Aunque resulte paradójico, el mayor riesgo de un proceso de ajuste fiscal es la obsesión enfermiza por la aritmética del déficit, desconociendo lo que realmente significa el restaurar la sostenibilidad presupuestaria en términos de financiar correctamente las políticas públicas dirigidas a satisfacer las demandas legítimas de las ciudadanías.
Éste no poco frecuente pecado capital de los ajustes en las finanzas públicas consiste, en concreto, en pretender que los equilibrios presupuestarios son un fin en sí mismo, y no simplemente un medio para asegurar la financiación apropiada, suficiente y, sobre todo, sostenible en el tiempo de las intervenciones y acciones gubernamentales.

= DATOS REGISTRADOS =
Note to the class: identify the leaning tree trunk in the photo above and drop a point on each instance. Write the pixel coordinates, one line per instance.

= PROBLEMA =
Escribe la continuación del texto sobre el ajuste fiscal a partir de su última oración. El listado no hace falta para resolver lo que se pide.

= RESPUESTA AL EJERCICIO =
La reforma fiscal y el proceso de consolidación fiscal no es simplemente un asunto de guarismos —el alcanzar un superávit primario suficiente como para que la deuda pública decline y luego se estabilice como proporción de la producción— sino que requiere además replantearse la naturaleza y la dimensión tanto de los aportes tributarios como del gasto gubernamental y, en especial, la medida en que éstos contribuyen efectivamente a la satisfacción de las demandas de la población y a resolver algunos de los problemas acuciantes y complejos que caracterizan nuestro tiempo, como es el caso del cambio climático, el crecimiento sostenible e inclusivo, el combate a la pobreza y la búsqueda de una sociedad más equitativa a través de la creación de espacios reales de oportunidades.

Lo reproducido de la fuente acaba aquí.